**Instructions for the task**
Reproduce the passage on hunger strikes in Greece verbatim, starting with "The 30-year old" and going on through "to be different.".

(Athens, March 1st 2021, demonstration in solidarity with Dimitris Koufontinas. Photograph by Marios Lolos)
To those familiar with the intricacies of Greek politics, a hunger strike is far from anything new: there was the mass hunger strike of migrants in Athens at the time of the country’s debt upheaval a decade ago; the countless anarchists, leftists and other prisoners who have used this ultimate appeal to correct injustice; and even the 19th century poet and lawyer who died protesting the imprisonment conditions of the striking mine workers he had previously defended in court. Hunger strikes have been this strange accompaniment to the history of the Hellenic Republic. Strange, in that thanks to its threshold appeal (“if I am not granted this right, I shall cross the life-death threshold; I shall die”) the hunger strike has come to outline and to define some of the very thresholds, the boundaries of the freedoms granted to the Republic’s subjects (“at the very least, you shall be granted this right”). As a struggle by those with the least of rights, the hunger strike – quite literally – outlines the minimum, what this ‘least of rights’ is meant to be for everyone.
The 30-year old 19th century poet, Dimitris Paparigopoulos, was the first and so far the only hunger striker that crossed the threshold between life and death. Nearly one and a half centuries since, hunger strikers’ demands have been settled in some shape or form, with authorities typically stepping in on the 25th hour, at the penultimate moment, to reach a concession, to satisfy a degree of the prisoners’ demands. This time round, things seem to be different.
In the midst of the Covid-19 pandemic, at a time when even the UN warns against a pandemic of ensuing human rights abuses, news of yet another hunger striker in Greece has been met somewhat blandly. Inside the country, the hunger striker, Dimitris Koufontinas, could hardly be more of a symbolic figure. A key member of 17 November, the guerrilla group that was active for over a quarter of a century, between 1975 and 2002, Koufontinas turned himself in in September 2002, after the group’s dismantling by the police had commenced. A near-full two decades after his arrest, Koufontinas still reflects much of a polarisation within Greek society: on the one hand, there are those who still recognise in him the group’s popular appeal and the force of its vengeance against politicians, media moguls and industrialists – and especially in the Third Hellenic Republic’s early hours, in the years after 1974, such force was cathartic for many. On the other hand, there are those who see Koufontinas not only as a remorseless murderer, but as a dangerous political foe.

**Data for analysis**
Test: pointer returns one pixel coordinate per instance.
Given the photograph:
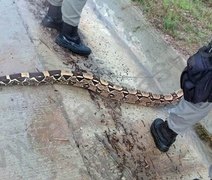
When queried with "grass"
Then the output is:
(188, 22)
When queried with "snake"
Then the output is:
(89, 81)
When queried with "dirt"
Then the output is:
(126, 143)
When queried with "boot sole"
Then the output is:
(67, 46)
(159, 145)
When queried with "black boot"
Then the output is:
(53, 19)
(69, 38)
(163, 136)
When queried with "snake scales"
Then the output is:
(90, 82)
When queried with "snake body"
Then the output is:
(90, 82)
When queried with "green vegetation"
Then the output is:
(189, 22)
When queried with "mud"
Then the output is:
(122, 147)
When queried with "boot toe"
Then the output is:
(158, 139)
(74, 46)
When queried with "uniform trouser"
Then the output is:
(185, 115)
(71, 10)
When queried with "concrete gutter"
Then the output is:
(49, 132)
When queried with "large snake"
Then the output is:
(90, 82)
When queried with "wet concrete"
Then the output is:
(60, 132)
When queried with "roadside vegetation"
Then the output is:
(187, 22)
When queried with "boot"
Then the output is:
(53, 19)
(69, 38)
(163, 136)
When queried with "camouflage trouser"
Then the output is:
(71, 10)
(185, 115)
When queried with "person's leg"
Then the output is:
(182, 117)
(56, 2)
(186, 114)
(69, 37)
(53, 19)
(72, 10)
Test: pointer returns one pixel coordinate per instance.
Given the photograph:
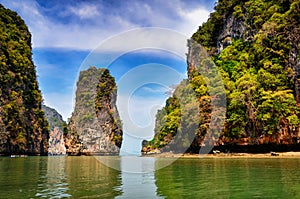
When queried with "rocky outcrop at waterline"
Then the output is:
(255, 47)
(58, 128)
(95, 126)
(23, 126)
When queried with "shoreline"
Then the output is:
(291, 154)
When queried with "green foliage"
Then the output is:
(259, 77)
(20, 98)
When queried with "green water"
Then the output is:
(85, 177)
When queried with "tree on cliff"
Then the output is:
(23, 127)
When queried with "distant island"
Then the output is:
(255, 46)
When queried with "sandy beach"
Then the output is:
(228, 155)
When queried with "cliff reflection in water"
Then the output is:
(54, 184)
(137, 177)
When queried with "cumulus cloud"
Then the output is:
(99, 20)
(85, 11)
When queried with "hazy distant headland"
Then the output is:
(255, 48)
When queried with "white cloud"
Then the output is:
(105, 22)
(192, 19)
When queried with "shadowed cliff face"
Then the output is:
(95, 127)
(23, 127)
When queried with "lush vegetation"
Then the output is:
(255, 46)
(23, 127)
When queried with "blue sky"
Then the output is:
(66, 34)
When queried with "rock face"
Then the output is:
(255, 47)
(23, 126)
(95, 127)
(58, 128)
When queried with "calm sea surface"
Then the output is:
(86, 177)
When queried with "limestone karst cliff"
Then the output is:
(255, 47)
(95, 127)
(23, 127)
(58, 128)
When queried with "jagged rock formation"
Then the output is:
(58, 128)
(255, 46)
(23, 127)
(95, 127)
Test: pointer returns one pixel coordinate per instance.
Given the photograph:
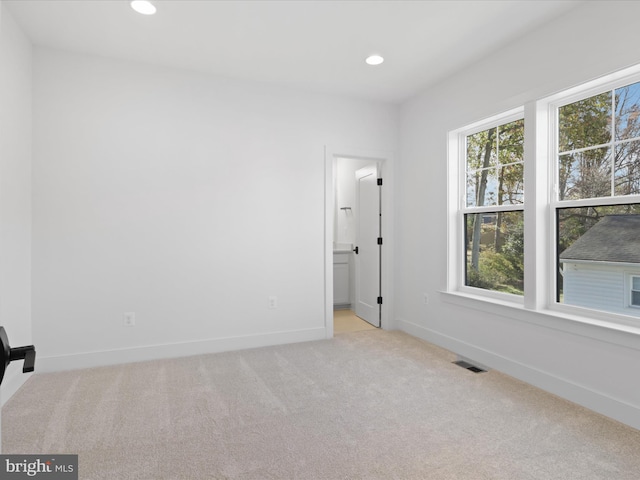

**Final answer**
The 30-year old 19th century poet, Dimitris Paparigopoulos, was the first and so far the only hunger striker that crossed the threshold between life and death. Nearly one and a half centuries since, hunger strikers’ demands have been settled in some shape or form, with authorities typically stepping in on the 25th hour, at the penultimate moment, to reach a concession, to satisfy a degree of the prisoners’ demands. This time round, things seem to be different.